— Document text —
The times they are changing.  Certain classes of employee have had a right for some years now to seek workplace flexibility.  However, the ability to work from home (even for a day a week) has traditionally been very much the exception rather than the rule.  Of course, everything changed during Covid when businesses had to rapidly adjust to widespread working from home.  But there has been a gradual reversal of this practice post covid with many employers seeking to return to the pre covid status quo (or something close to it).  It is understandable that there has been resistance by employees.  The fact is that there is no existing simple legal right to work from home.  Under section 65 of the Fair Work Act 2009 (Cth), full-time and part-time employees can request flexible work arrangements if they’ve worked with the same employer for at least 12 months and they:

  • are the parent, or have responsibility for the care, of a child who is school aged or younger;
  • are a carer;
  • are a person with disability;
  • are 55 or older;
  • are pregnant;
  • are experiencing family and domestic violence; or
  • provide care or support to an immediate family or household member who is experiencing family and domestic violence.

This right is subject to legal process however.  Flexible working arrangements may include one or more days working from home but it is necessary for an employee to demonstrate why the particular ground requires it.  The Fair Work Commission has interpreted section 65 of the Fair Work Act to mean that an employee must demonstrate there is a relationship between the reason a worker is requesting an arrangement (eg to take a child to regular medical appointments) and their eligibility to make the request (because they have the responsibility to care for a child).  The Fair Work Commission has said “It is not enough to simply have children and to desire to spend more time with them during the week “ – see Terry Hutchinson v Cleanco Queensland Ltd [2025] FWC 2887 (at paragraph 35).

Whilst the Fair Work Commission can now determine disputes about workplace flexibility the legal process is still daunting for many employees and employers.  If no agreement can be reached informally, then the Fair Work Act requires an employee to make a request in writing to their employer setting out the details of the change they are requesting and the reasons for the change.  Employers are required to respond in writing within 21 days and either approve or refuse the request, or set out any alternative working arrangements that are agreed with the employee.  An employer may only refuse a request if there are reasonable business grounds and they have taken certain steps, including:

  • discussing the request with the employee;
  • genuinely trying to reach an agreement with the employee for alternative arrangements; and
  • considering the consequences for the employee of refusing the request.

If no agreement is reached, then an employee can lodge an application with the Fair Work Commission.  The employer will generally be required to lodge a response and then a conciliation conference will be held to see if resolution can be reached by agreement.  If not, the application will be scheduled for a hearing and the parties will be required to file statements of evidence and submissions.  Witnesses may be cross examined and the Commissioner will ultimately issue a written decision after hearing the evidence.  The outcome will depend on the particular circumstances of each case.  As a general rule though, flexibility requests should be relevant to the ground of request and, so far as possible, limited in scope.  For example, moving interstate so a partner can take up a work opportunity is not a basis for a flexibility request –  see Kellie Fitzpatrick v University of New South Wales [2026] FWC 677. Employers also need to consider long and hard why the request cannot be granted and make efforts to reach alternative solutions rather than adopting a policy of blanket refusal.  Further guidance can be obtained from the Fair Work Ombudman website.

— Tasks and exercises —
A. According to the text on flexible work arrangements, within how many days must an employer respond in writing to a request?
B. Copy everything in the text on flexible work arrangements word for word, from "This right is" down to "(at paragraph 35).".

— Data records —
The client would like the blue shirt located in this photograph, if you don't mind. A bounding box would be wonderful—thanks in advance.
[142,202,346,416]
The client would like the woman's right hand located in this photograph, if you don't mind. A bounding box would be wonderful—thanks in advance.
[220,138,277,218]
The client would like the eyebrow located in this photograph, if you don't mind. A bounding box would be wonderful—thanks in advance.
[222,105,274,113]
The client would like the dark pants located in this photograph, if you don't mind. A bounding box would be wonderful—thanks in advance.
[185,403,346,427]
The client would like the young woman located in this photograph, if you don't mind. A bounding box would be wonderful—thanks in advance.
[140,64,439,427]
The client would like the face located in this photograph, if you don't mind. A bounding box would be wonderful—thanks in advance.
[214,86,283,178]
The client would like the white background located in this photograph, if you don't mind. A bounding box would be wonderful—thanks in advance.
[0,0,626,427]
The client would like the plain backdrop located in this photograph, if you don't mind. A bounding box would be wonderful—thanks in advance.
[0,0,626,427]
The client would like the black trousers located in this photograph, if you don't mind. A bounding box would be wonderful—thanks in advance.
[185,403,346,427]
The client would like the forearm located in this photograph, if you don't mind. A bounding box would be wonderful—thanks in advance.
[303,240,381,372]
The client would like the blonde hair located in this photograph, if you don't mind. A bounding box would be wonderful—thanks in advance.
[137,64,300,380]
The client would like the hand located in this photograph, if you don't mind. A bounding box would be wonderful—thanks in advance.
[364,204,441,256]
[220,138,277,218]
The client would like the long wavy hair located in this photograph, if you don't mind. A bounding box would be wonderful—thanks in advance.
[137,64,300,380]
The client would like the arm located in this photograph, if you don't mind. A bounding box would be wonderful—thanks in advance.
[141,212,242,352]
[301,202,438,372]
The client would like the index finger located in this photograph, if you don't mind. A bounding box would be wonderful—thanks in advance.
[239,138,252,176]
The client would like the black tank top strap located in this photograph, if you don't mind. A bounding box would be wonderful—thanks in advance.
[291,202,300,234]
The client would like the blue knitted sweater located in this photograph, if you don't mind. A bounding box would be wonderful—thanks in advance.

— List of answers —
A. Within 21 days.

B.
This right is subject to legal process however.  Flexible working arrangements may include one or more days working from home but it is necessary for an employee to demonstrate why the particular ground requires it.  The Fair Work Commission has interpreted section 65 of the Fair Work Act to mean that an employee must demonstrate there is a relationship between the reason a worker is requesting an arrangement (eg to take a child to regular medical appointments) and their eligibility to make the request (because they have the responsibility to care for a child).  The Fair Work Commission has said “It is not enough to simply have children and to desire to spend more time with them during the week “ – see Terry Hutchinson v Cleanco Queensland Ltd [2025] FWC 2887 (at paragraph 35).